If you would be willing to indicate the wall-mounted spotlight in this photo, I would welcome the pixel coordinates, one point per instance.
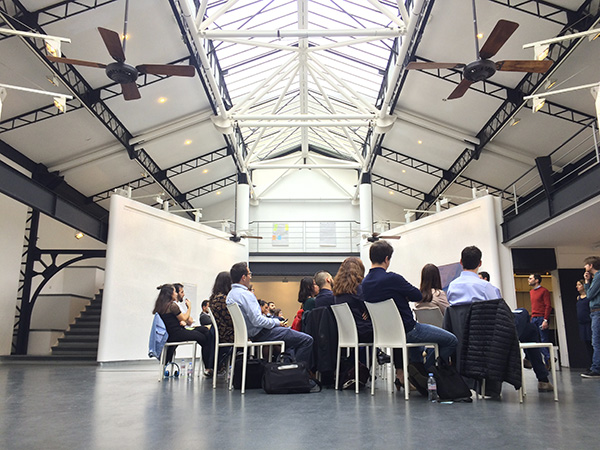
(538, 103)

* * *

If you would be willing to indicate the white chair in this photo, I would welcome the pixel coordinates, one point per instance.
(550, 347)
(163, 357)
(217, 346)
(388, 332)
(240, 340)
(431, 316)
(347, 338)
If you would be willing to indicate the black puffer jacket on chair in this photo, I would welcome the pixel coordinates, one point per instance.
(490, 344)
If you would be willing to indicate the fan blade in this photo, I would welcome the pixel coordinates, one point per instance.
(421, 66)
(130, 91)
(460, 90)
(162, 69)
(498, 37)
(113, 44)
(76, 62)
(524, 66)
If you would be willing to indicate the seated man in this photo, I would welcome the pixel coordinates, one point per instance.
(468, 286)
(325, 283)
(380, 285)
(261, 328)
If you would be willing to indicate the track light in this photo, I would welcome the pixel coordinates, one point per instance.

• TASK: Pull out every line of the records above that contains the string "chair", matching uppercase and lowercase exactly.

• OUTPUT FOR THIS EXERCISE:
If you would be willing to indicate the white chair in this photo, I would welcome the pixel coordinates, one point per instance.
If you would be willing to indicate the black puffer jacket on chair in this photo, I would welcome the pixel coordinates, one point per instance.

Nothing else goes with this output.